◆ EXERCISE INSTRUCTIONS ◆
In the post about the miniature townhouse exterior, reproduce word for word the passage from "I thought this" to "Ploos van Amstel.".

◆ EXTRACT ◆
::::

An Inspiration from an Unlikely Source

After getting the lights set up, it was time to move to figuring out the exterior. I mentioned in an earlier post that I was going to turn this into a townhouse of sorts. The original gameplan was to just install some single windows  and double windows in the openings, and a matching door. I did a dry fit of the components…it looked fine and all, but part of my brain was saying “meh”. Something didn’t look right — like I should be doing something else.

So it was back to my (numerous) bins of mini supplies and find something else. I thought maybe I needed to use a different window, but then came across a pair of these.

French sliding doors. Image from

I bought two of these a long time ago — probably for a mini project that I’ve long since forgotten (surprise, surprise *facepalm*). I know these are meant to be patio doors….but then again, they’d look neat as one of those floor-to-ceiling windows right?

But just to make sure…I did a random search on Google Images for examples of urban townhomes with huge windows (as reference) and actually came across this image.

Keizersgracht 474. From

I thought this photo looked pretty cool — and close to the current structure of the CC. But when I actually read the Wikipedia entry that was using this photo…imagine my surprise when I read that the above loft stands of what used to be the residence of Sara Rothé and her husband Jacob Ploos van Amstel.

::::

◆ STORED ROWS ◆
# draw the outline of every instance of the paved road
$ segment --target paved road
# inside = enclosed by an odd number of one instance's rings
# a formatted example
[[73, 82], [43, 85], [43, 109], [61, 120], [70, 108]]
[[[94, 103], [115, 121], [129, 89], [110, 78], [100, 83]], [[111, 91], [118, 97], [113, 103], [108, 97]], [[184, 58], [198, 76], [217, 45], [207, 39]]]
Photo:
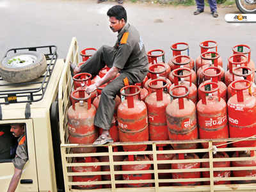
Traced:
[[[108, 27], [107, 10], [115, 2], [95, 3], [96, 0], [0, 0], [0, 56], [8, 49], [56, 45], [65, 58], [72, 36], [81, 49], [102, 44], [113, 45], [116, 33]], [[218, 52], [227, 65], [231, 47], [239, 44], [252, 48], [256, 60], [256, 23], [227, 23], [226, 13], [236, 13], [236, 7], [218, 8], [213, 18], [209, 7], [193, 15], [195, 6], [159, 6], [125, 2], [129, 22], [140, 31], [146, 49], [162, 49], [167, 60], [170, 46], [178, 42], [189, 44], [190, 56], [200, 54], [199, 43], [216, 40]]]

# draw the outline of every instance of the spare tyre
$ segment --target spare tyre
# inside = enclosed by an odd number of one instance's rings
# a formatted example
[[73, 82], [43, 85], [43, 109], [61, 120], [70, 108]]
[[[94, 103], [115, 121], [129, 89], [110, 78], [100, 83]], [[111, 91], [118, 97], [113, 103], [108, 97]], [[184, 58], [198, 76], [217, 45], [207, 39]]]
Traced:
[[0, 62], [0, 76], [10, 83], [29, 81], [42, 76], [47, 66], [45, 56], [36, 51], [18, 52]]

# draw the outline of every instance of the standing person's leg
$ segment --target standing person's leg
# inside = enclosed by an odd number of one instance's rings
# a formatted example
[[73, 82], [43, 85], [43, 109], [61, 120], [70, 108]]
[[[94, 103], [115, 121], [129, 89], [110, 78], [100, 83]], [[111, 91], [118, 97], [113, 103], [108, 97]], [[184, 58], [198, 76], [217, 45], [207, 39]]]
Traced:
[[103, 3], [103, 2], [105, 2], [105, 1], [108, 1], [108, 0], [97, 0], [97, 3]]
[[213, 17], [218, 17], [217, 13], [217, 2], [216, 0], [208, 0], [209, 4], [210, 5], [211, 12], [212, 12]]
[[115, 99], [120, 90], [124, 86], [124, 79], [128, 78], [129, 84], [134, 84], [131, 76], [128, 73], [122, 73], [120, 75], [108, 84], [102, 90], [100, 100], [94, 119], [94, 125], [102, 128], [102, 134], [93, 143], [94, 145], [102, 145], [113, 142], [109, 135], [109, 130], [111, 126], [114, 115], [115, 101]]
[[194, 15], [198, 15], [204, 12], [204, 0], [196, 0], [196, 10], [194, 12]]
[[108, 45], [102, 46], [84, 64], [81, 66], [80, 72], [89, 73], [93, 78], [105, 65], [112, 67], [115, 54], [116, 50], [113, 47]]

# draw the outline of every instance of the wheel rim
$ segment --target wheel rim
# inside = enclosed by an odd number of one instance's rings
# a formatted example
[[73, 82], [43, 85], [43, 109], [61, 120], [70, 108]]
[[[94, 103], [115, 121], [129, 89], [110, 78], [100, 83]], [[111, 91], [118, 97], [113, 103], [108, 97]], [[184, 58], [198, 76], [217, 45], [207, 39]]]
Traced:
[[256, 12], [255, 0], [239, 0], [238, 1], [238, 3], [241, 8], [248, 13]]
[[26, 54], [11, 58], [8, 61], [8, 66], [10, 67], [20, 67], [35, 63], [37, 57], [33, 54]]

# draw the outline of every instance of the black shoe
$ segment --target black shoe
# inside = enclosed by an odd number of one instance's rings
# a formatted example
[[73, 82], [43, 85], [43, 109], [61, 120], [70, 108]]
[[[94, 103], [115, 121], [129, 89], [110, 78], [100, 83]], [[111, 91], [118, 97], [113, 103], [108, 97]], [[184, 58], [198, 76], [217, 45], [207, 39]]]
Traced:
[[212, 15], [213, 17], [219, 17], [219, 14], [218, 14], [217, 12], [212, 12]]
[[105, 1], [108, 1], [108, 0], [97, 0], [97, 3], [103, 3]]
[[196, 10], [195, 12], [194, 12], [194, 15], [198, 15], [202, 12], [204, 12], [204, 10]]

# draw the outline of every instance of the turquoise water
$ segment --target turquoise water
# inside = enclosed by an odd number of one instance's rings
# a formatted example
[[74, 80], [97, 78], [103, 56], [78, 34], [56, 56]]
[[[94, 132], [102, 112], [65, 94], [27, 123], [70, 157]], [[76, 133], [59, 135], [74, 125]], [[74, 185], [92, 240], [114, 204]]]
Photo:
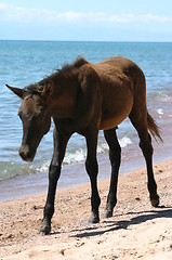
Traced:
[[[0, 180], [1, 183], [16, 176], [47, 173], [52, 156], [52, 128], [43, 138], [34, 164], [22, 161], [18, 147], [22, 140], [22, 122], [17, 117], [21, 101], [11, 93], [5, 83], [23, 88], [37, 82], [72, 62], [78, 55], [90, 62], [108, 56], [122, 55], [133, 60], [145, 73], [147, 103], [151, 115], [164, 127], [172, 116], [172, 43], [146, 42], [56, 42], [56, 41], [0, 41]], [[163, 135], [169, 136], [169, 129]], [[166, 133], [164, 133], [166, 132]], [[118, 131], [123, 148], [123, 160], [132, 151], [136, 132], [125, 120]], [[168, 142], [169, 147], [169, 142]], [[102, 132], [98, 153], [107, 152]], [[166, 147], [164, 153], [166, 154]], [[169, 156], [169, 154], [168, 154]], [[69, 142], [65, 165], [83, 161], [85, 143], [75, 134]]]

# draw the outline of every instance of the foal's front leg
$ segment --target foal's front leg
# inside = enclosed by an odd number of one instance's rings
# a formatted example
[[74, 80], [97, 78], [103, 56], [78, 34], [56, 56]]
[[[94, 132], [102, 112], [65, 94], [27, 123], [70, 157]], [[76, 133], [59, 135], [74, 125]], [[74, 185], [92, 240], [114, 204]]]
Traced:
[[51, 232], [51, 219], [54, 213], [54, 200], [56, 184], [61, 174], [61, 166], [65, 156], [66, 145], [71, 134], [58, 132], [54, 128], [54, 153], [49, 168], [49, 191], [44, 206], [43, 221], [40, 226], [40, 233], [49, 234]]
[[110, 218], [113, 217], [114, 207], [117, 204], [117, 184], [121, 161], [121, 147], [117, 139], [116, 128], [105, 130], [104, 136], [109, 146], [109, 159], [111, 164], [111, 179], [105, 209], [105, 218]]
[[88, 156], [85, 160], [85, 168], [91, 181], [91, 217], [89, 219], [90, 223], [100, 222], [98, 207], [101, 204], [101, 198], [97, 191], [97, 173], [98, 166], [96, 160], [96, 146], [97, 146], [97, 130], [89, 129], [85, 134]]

::::

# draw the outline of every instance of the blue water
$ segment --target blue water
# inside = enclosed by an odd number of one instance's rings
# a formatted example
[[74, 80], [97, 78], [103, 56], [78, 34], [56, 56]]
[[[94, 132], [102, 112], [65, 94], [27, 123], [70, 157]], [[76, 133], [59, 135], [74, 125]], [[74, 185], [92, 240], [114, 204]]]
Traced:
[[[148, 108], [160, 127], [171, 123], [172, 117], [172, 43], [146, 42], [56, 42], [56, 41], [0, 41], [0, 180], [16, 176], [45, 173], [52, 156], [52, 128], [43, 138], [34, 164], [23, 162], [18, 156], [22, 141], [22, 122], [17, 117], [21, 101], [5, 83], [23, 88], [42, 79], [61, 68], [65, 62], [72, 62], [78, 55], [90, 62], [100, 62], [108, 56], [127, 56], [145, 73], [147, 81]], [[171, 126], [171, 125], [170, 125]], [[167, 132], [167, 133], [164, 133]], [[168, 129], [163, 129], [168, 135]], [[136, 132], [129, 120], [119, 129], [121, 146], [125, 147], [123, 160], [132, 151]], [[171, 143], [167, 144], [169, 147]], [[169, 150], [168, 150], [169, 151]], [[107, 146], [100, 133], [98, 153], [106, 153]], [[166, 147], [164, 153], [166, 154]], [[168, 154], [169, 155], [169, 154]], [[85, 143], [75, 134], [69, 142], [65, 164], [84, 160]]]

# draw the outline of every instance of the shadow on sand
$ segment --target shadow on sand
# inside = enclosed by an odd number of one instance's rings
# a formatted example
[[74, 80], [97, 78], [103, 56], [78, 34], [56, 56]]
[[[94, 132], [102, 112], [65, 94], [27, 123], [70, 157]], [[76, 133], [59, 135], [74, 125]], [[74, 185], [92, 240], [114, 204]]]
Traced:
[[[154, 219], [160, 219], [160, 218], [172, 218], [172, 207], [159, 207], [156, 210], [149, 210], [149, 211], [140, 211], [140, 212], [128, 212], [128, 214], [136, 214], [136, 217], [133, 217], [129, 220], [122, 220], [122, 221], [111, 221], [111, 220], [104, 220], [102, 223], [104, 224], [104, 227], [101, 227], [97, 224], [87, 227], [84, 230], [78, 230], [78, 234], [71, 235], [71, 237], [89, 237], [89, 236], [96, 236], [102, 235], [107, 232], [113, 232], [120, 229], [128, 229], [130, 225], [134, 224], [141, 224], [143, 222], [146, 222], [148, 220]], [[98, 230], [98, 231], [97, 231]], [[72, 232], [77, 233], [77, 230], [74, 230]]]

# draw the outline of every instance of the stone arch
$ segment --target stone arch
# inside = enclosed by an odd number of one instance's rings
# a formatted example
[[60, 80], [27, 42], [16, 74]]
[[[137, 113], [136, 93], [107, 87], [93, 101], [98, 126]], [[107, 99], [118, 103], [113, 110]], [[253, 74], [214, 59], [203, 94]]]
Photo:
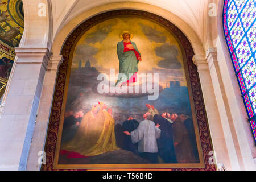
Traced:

::::

◆ WRITTEN REPLY ◆
I thought this photo looked pretty cool — and close to the current structure of the CC. But when I actually read the Wikipedia entry that was using this photo…imagine my surprise when I read that the above loft stands of what used to be the residence of Sara Rothé and her husband Jacob Ploos van Amstel.